= Problem to work on =
Return the part of the missing-nozzle detection text from "2. Description of" to "trace connections, etc.", word for word.

= Page extract =
==================================================

Missing nozzle detection method and sensor for an ink jet printer

Abstract

A method of detecting malfunctioning ones of a plurality of nozzles of a printhead in an ink jet printer includes providing a sensor having at least two terminals defining at least one gap therebetween. An attempt is made to jet ink from a first of the nozzles into the at least one gap. A resistance between at least two of the terminals is measured to determine whether the ink has been jetted into the at least one gap. The attempting and measuring steps are repeated for each remaining nozzle.

Description

BACKGROUND OF THE INVENTION

1. Field of the Invention

The present invention relates to ink jet printers, and, more particularly, to a method and apparatus for checking the operation of the nozzles in an ink jet printer.

2. Description of the Related Art

Ink jet printhead nozzles are prone to clogging due to dried ink or debris physically impeding the nozzle plate orifice, or due to electrical failure, such as non-functional heater resistors that have failed due to electrostatic discharge, manufacturing defect on the silicon chip, broken TAB bond or chip trace connections, etc.

Even though the printhead ships from the factory with all nozzles testing good, defects including those listed above can occur in shipping, installation, or use of the head. While a head with such a defect is generally still usable, the resultant print quality defects are readily apparent to the user in the form of white lines in the printed pages. This is both a nuisance and a very visible negative contributor to the user's perception of the printer's quality.

Some known printers include a means to sense whether the nozzle/heater resistors read proper resistance. If so, an assumption is made that that nozzle is functioning correctly. Other known printers include a means to print a pattern on the page, each nozzle forming a block or similar pattern in an isolated page position, and moving an optical sensor over the page to sense presence or absence of the printed block or pattern. If a nozzle block is sensed, that nozzle is known to be functional.

Other known printers include means to adjust the printing algorithm so as to account for missing nozzles having been sensed. For instance, a normal print pass might be made, then the paper might be shifted a number of pels, then a second print pass might be made, this time to print the dot positions that were “out” on the first pass.

The drawbacks of the known schemes are that they require fairly expensive circuitry and/or special optical sensors to be used. Also, some require that a test page be printed to determine missing nozzles.

What is needed in the art is a simple, low-cost method and apparatus for performing automatic missing nozzle detection for an ink jet printer.

SUMMARY OF THE INVENTION

The present invention provides a simple, low-cost sensor for sensing whether ink is being emitted from individual nozzles, so that automatic adjustment might be made in printing to compensate for malfunctioning nozzles.

==================================================

= Recorded information =
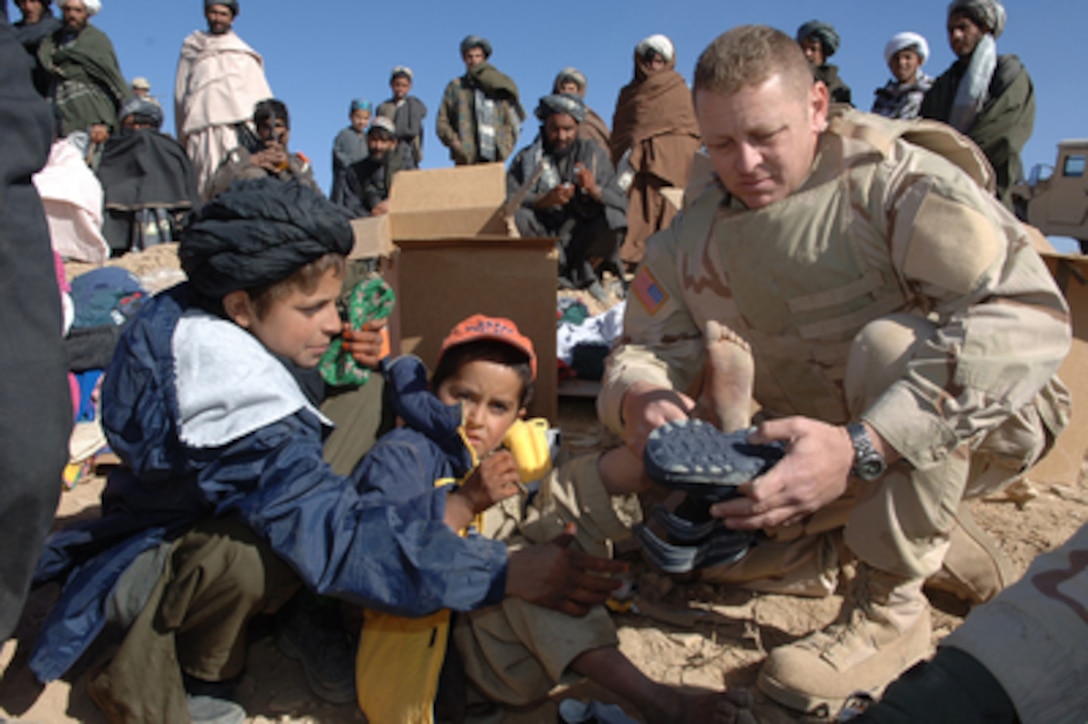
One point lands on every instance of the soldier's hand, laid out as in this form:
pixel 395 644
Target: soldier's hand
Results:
pixel 814 471
pixel 555 576
pixel 646 407
pixel 366 344
pixel 99 133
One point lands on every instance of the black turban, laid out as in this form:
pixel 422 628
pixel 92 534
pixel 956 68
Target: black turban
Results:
pixel 471 41
pixel 233 4
pixel 260 232
pixel 561 102
pixel 824 33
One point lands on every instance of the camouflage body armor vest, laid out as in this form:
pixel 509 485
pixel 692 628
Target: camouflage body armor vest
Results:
pixel 803 275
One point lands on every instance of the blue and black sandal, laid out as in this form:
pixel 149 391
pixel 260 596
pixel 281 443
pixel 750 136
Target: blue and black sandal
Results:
pixel 708 465
pixel 699 458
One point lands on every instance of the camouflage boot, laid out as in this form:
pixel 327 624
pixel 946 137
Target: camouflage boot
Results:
pixel 881 630
pixel 975 569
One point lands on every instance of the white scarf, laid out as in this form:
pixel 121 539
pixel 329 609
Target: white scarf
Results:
pixel 974 86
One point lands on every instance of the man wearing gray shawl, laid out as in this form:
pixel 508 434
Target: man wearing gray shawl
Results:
pixel 986 96
pixel 565 186
pixel 480 112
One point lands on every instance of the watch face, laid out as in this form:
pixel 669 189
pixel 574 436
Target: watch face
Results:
pixel 868 469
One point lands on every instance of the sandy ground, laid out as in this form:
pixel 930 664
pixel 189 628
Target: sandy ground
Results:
pixel 689 635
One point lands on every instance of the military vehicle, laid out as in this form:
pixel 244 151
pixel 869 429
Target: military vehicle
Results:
pixel 1054 198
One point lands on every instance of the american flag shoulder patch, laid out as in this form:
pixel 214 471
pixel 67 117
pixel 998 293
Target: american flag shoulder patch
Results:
pixel 648 292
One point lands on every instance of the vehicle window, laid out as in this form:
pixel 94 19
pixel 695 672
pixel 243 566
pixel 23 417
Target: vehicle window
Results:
pixel 1074 166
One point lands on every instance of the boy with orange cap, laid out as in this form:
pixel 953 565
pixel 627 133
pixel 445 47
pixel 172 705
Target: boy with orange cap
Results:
pixel 512 654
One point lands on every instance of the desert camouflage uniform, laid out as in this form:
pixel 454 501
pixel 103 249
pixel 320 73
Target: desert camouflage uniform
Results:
pixel 881 230
pixel 1033 636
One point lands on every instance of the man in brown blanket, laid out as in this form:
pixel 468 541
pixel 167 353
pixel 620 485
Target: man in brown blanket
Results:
pixel 653 143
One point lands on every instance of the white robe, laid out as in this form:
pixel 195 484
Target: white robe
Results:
pixel 220 78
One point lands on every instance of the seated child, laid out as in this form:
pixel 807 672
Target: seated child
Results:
pixel 224 506
pixel 514 653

==================================================

= Result of the exercise =
2. Description of the Related Art

Ink jet printhead nozzles are prone to clogging due to dried ink or debris physically impeding the nozzle plate orifice, or due to electrical failure, such as non-functional heater resistors that have failed due to electrostatic discharge, manufacturing defect on the silicon chip, broken TAB bond or chip trace connections, etc.